- _Texte à lire_:
══════════
8Pour des fins de comparaison avec l’amendement usuel des producteurs, en particulier celui des maraîchers, la litière de volaille a été retenue pour l’expérimentation. Cet amendement provient du mélange des résidus de bois déposés au sol et des rejets des poules pondeuses élevées au LAMS. Ces résidus assurent la propreté du milieu et la protection des œufs après la ponte. Après le nettoyage du poulailler, la litière de volaille est séchée au soleil avant son usage comme amendement.
9La composition minérale des amendements en Bois raméal fragmenté (BRF) et en Litière de Volaille (LV) est présentée dans le tableau 1.
Tableau 1 : Composition minérale des amendements en BRF et LV
Amendements |
Carbone (g.kg-1) |
Azote (g.kg-1) |
Phosphore (mg.kg-1) |
Potassium (mg.kg-1) |
Calcium (mg.kg-1) |
Magnésium (mg.kg-1) |
BRF |
499±1 |
5,0±0,0 |
537±4,0 |
5149±36 |
6059±31 |
2151±28 |
LV |
322±9 |
21,0±1,0 |
5021±89 |
8733±23 |
9123±76 |
4831±94 |
Dispositif expérimental
10Le dispositif expérimental mis en place dans le cadre de cette étude est un split plot en quatre blocs à savoir B1, B2, B3 et B4 (Figure 3). Les facteurs sont le volume d’eau d’arrosage en parcelles principales, l’application des amendements en sous-parcelles. Les deux modalités du facteur volume d’eau sont V1 et V2. Le volume V2 représente la moitié de la quantité d’eau V1 apportée. Pour le second facteur, nous avons des amendements ou non du sol en matière organique présentés par BRF, LV, BRF-LV et Témoins. Chaque parcelle amendée avec du Bois Raméal Fragmenté (BRF) de G. arborea reçoit 45 t.MS/ha. Quant à la litière de volaille (LV), 15 t.MS/ha sont appliquées. Les quatre sous-parcelles de ce second facteur sont répétées deux fois dans un même bloc, l’une pour recevoir le volume V1 et l’autre pour recevoir V2. Ainsi présenté, nous avons au total trente-deux (32) unités expérimentales réparties de façon aléatoire avec les huit traitements : (i) BRF-V1 (ii) BRF-LV-V1 ; (iii) Témoin-V1 ; (iv) LV-V1 ; (v) BRF-V2 (vi) BRF-LV-V2 ; (vii) Témoin-V2 ; (viii) LV-V2.
══════════
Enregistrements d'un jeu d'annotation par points
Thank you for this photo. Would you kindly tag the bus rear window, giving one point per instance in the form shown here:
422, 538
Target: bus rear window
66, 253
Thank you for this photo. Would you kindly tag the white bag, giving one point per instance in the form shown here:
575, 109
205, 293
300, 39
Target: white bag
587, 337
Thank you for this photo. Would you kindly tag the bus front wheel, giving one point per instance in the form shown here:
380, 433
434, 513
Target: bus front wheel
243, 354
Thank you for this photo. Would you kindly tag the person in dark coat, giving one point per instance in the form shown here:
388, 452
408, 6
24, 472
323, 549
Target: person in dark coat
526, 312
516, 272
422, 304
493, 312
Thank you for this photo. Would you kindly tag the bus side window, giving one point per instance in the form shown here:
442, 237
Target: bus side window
══════════
- _Tâches à réaliser_:
A) Recopiez en entier les enregistrements d'annotation par points, en ajoutant -24 à chaque coordonnée des points donnés en réponse. Les autres lignes, y compris les coordonnées d'exemple de format, restent telles quelles.
B) Rédigez la suite du texte sur l'essai d'amendement du sol au BRF et à la litière de volaille, à partir de sa dernière phrase.

- _Réponses fournies_:
A)
Thank you for this photo. Would you kindly tag the bus rear window, giving one point per instance in the form shown here:
422, 538
Target: bus rear window
42, 229
Thank you for this photo. Would you kindly tag the white bag, giving one point per instance in the form shown here:
575, 109
205, 293
300, 39
Target: white bag
563, 313
Thank you for this photo. Would you kindly tag the bus front wheel, giving one point per instance in the form shown here:
380, 433
434, 513
Target: bus front wheel
219, 330
Thank you for this photo. Would you kindly tag the person in dark coat, giving one point per instance in the form shown here:
388, 452
408, 6
24, 472
323, 549
Target: person in dark coat
502, 288
492, 248
398, 280
469, 288
Thank you for this photo. Would you kindly tag the bus side window, giving one point per instance in the form shown here:
442, 237
Target: bus side window

B)
11La répartition des traitements a été faite de façon aléatoire en utilisant la fonction ALEA du tableur Excel. Cette même fonction a été utilisée pour celle des volumes d’eau : V1 et V2.
Figure 3 : Dispositif expérimental.
Conduite de l’expérimentation
12Au total, 11 790,3 litres d’eau ont été appliqués sur chacune des parcelles marquées V1 pendant la période de l’essai, soit en moyenne 5 mm par jour non pluvieux. Ce seuil a été fixé en tenant compte d’une part de la valeur moyenne de la densité apparente (1,55), de l’humidité à la capacité au champ (32,2%), celle au point de flétrissement permanent (17,3%) et d’autre part sur la climatologie du milieu (Calcet et al.,2016).
13Les mesures in situ ont été réalisées avec les appareils Watermark et Procheck. L’appareil Watermark avait permis d’enregistrer les données de tension interstitielle. Il est fort de constater que moins il y a d’eau dans le sol, plus cette tension est élevée et plus il est difficile à la plante d’extraire cette eau (Kulagowski and Giraud, 2012). Le Procheck quant à lui a permis d’avoir les données de température, de teneur en eau et de conductivité électrique du sol. Toutes ces données sont collectées hebdomadairement en matinée à partir de cannes installées à 20 cm de profondeur sur certaines parcelles (figure 3). Pour le suivi de la qualité des sols, il a été réalisé des prélèvements d’échantillons sur toutes les parcelles tous les trois mois.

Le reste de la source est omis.